= Exercise task =
Can you recast every line of the records below as a JSON list of strings, one string per line, leaving out blank lines and the pictures?

** start of Material **

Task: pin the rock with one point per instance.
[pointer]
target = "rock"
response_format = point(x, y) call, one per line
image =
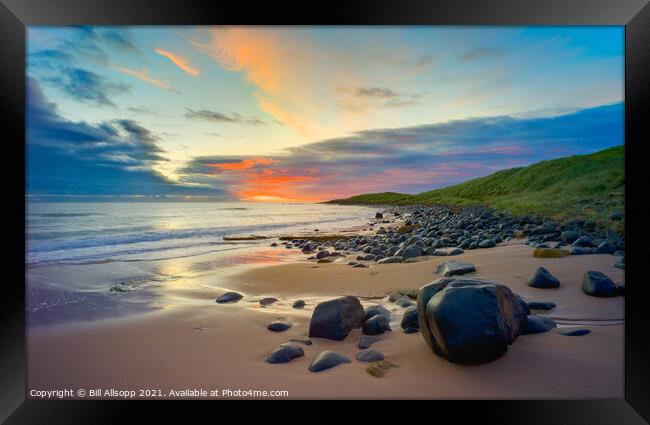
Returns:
point(390, 260)
point(569, 236)
point(538, 324)
point(542, 278)
point(488, 243)
point(577, 250)
point(574, 331)
point(410, 318)
point(229, 297)
point(322, 254)
point(550, 253)
point(367, 340)
point(605, 248)
point(302, 341)
point(298, 304)
point(541, 305)
point(327, 360)
point(582, 241)
point(285, 353)
point(454, 268)
point(376, 325)
point(369, 355)
point(412, 252)
point(470, 320)
point(375, 310)
point(378, 369)
point(279, 325)
point(404, 302)
point(598, 284)
point(335, 319)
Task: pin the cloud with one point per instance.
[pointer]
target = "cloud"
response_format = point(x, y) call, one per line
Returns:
point(88, 86)
point(480, 53)
point(214, 116)
point(178, 61)
point(144, 76)
point(411, 159)
point(116, 157)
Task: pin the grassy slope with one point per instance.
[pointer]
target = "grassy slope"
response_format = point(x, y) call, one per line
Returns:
point(573, 187)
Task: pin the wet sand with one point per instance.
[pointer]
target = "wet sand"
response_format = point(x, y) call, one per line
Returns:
point(192, 342)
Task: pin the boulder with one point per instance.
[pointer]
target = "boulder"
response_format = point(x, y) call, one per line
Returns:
point(335, 319)
point(542, 278)
point(327, 360)
point(376, 325)
point(598, 284)
point(454, 268)
point(369, 355)
point(285, 353)
point(470, 320)
point(376, 309)
point(390, 260)
point(410, 318)
point(229, 297)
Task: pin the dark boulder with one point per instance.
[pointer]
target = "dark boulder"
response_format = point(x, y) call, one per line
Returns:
point(335, 319)
point(598, 284)
point(410, 318)
point(542, 278)
point(229, 297)
point(376, 325)
point(470, 320)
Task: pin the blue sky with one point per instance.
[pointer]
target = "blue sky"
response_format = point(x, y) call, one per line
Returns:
point(311, 113)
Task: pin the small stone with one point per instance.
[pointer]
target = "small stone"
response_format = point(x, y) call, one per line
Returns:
point(285, 353)
point(327, 360)
point(369, 355)
point(541, 305)
point(574, 331)
point(279, 325)
point(378, 369)
point(367, 340)
point(298, 304)
point(229, 297)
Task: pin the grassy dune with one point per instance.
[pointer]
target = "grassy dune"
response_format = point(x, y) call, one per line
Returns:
point(585, 186)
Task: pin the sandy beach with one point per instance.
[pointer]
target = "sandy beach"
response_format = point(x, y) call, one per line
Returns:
point(193, 342)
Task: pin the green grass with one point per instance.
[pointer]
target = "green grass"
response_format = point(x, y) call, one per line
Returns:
point(584, 186)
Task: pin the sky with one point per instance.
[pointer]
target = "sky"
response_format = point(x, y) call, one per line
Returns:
point(306, 114)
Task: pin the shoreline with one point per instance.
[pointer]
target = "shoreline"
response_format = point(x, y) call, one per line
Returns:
point(193, 342)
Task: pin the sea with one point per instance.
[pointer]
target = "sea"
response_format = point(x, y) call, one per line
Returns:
point(78, 233)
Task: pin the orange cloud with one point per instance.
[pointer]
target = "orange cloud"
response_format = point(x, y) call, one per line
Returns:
point(144, 76)
point(242, 165)
point(178, 61)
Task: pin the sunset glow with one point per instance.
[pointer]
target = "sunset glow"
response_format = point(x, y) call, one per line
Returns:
point(310, 114)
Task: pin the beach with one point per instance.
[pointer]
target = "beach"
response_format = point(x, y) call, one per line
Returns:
point(187, 341)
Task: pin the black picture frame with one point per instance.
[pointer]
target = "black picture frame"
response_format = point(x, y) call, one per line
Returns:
point(15, 15)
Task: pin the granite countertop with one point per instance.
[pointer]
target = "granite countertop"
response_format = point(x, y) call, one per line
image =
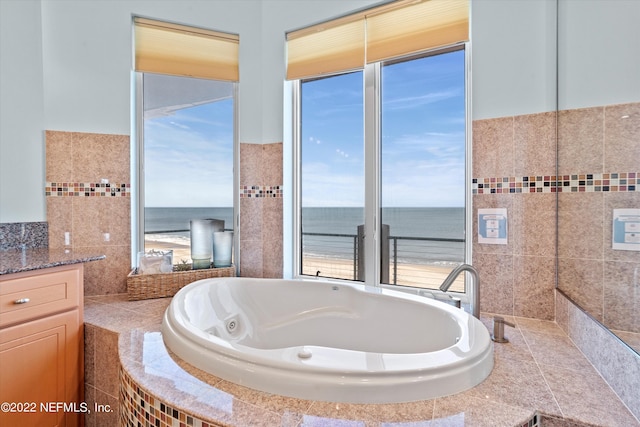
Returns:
point(17, 261)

** end of Material **

= Solution to the problem =
[
  "Task: pin the rock with one point per instance.",
  "[pointer]",
  "target = \"rock\"",
  "response_format = point(x, y) call, one per line",
  "image =",
  "Returns:",
  "point(390, 260)",
  "point(569, 236)",
  "point(538, 324)",
  "point(542, 278)",
  "point(488, 243)",
  "point(577, 250)",
  "point(574, 331)",
  "point(410, 318)",
  "point(229, 297)",
  "point(322, 254)",
  "point(550, 253)",
  "point(367, 340)",
  "point(605, 248)",
  "point(302, 341)",
  "point(298, 304)",
  "point(541, 305)",
  "point(327, 360)",
  "point(582, 241)",
  "point(285, 353)",
  "point(454, 268)",
  "point(376, 325)",
  "point(369, 355)",
  "point(412, 252)",
  "point(470, 320)",
  "point(375, 310)",
  "point(378, 369)",
  "point(279, 325)",
  "point(404, 302)",
  "point(598, 284)",
  "point(335, 319)",
  "Task: pin the cloud with one point per instance.",
  "[pointer]",
  "target = \"cloud\"",
  "response_format = point(x, y) call, one per line",
  "Returns:",
  "point(88, 86)",
  "point(480, 53)",
  "point(214, 116)",
  "point(178, 61)",
  "point(144, 76)",
  "point(411, 159)",
  "point(116, 157)",
  "Task: pin the grassy slope with one point per instance.",
  "[pointer]",
  "target = \"grassy slope\"",
  "response_format = point(x, y) call, one per line",
  "Returns:",
  "point(573, 187)",
  "Task: pin the wet sand with one point per instance.",
  "[pointer]",
  "target = \"wet sand\"",
  "response_format = point(x, y) call, one per line",
  "Returns:",
  "point(192, 342)",
  "Task: pin the boulder with one point per instance.",
  "[pointer]",
  "target = \"boulder\"",
  "response_format = point(x, y) call, one per line",
  "Returns:",
  "point(335, 319)",
  "point(542, 278)",
  "point(327, 360)",
  "point(376, 325)",
  "point(598, 284)",
  "point(454, 268)",
  "point(369, 355)",
  "point(285, 353)",
  "point(470, 320)",
  "point(376, 309)",
  "point(390, 260)",
  "point(410, 318)",
  "point(229, 297)",
  "Task: pin the dark boulder with one point per instance.",
  "[pointer]",
  "target = \"dark boulder\"",
  "response_format = point(x, y) call, one per line",
  "Returns:",
  "point(335, 319)",
  "point(598, 284)",
  "point(410, 318)",
  "point(542, 278)",
  "point(229, 297)",
  "point(376, 325)",
  "point(470, 320)",
  "Task: pin the blue sky with one point per instance.",
  "[pointer]",
  "target = \"blue sky\"",
  "response_format = point(x, y) call, one per line",
  "Returns:",
  "point(311, 113)",
  "Task: pin the small stone with one point per instance.",
  "[pointer]",
  "target = \"small stone\"",
  "response_format = point(x, y) call, one per line",
  "Returns:",
  "point(285, 353)",
  "point(327, 360)",
  "point(369, 355)",
  "point(541, 305)",
  "point(574, 331)",
  "point(279, 325)",
  "point(378, 369)",
  "point(367, 340)",
  "point(298, 304)",
  "point(229, 297)",
  "Task: pin the grassy dune with one point per instance.",
  "[pointer]",
  "target = \"grassy dune\"",
  "response_format = point(x, y) call, one per line",
  "Returns:",
  "point(585, 186)",
  "Task: pin the sandy beach with one point per instance.",
  "[pointer]",
  "target = \"sandy beach\"",
  "response_format = point(x, y) call, one per line",
  "Returns:",
  "point(193, 342)",
  "Task: pin the green grass with one point per instance.",
  "[pointer]",
  "target = \"green grass\"",
  "response_format = point(x, y) call, one per line",
  "Returns:",
  "point(584, 186)",
  "Task: pin the sky with one point per instance.",
  "[pointer]",
  "target = \"sky\"",
  "response_format = point(x, y) call, one per line",
  "Returns:",
  "point(306, 114)",
  "Task: pin the shoreline with one point per instance.",
  "[pointer]",
  "target = \"shoreline\"",
  "response_format = point(x, y) call, one per line",
  "Returns:",
  "point(193, 342)",
  "Task: pin the sea with one point per instance.",
  "[pointer]",
  "target = \"sea\"",
  "response_format = point(x, y) call, one per line",
  "Returns:",
  "point(78, 233)",
  "Task: pin the orange cloud with one point per instance.",
  "[pointer]",
  "target = \"orange cloud\"",
  "response_format = point(x, y) call, one per line",
  "Returns:",
  "point(144, 76)",
  "point(242, 165)",
  "point(178, 61)",
  "Task: pin the sunset glow with one point per instance.",
  "[pointer]",
  "target = \"sunset glow\"",
  "response_format = point(x, y) call, one per line",
  "Returns:",
  "point(310, 114)",
  "Task: pin the beach with one point per instance.",
  "[pointer]",
  "target = \"beach\"",
  "response_format = point(x, y) call, one per line",
  "Returns:",
  "point(187, 341)",
  "Task: pin the black picture frame with one point per instance.",
  "[pointer]",
  "target = \"black picture frame\"",
  "response_format = point(x, y) call, one per line",
  "Returns:",
  "point(15, 15)",
  "Task: pin the granite countertop with one point per instance.",
  "[pointer]",
  "target = \"granite countertop\"",
  "response_format = point(x, y) call, one per line",
  "image =",
  "Returns:",
  "point(17, 261)"
]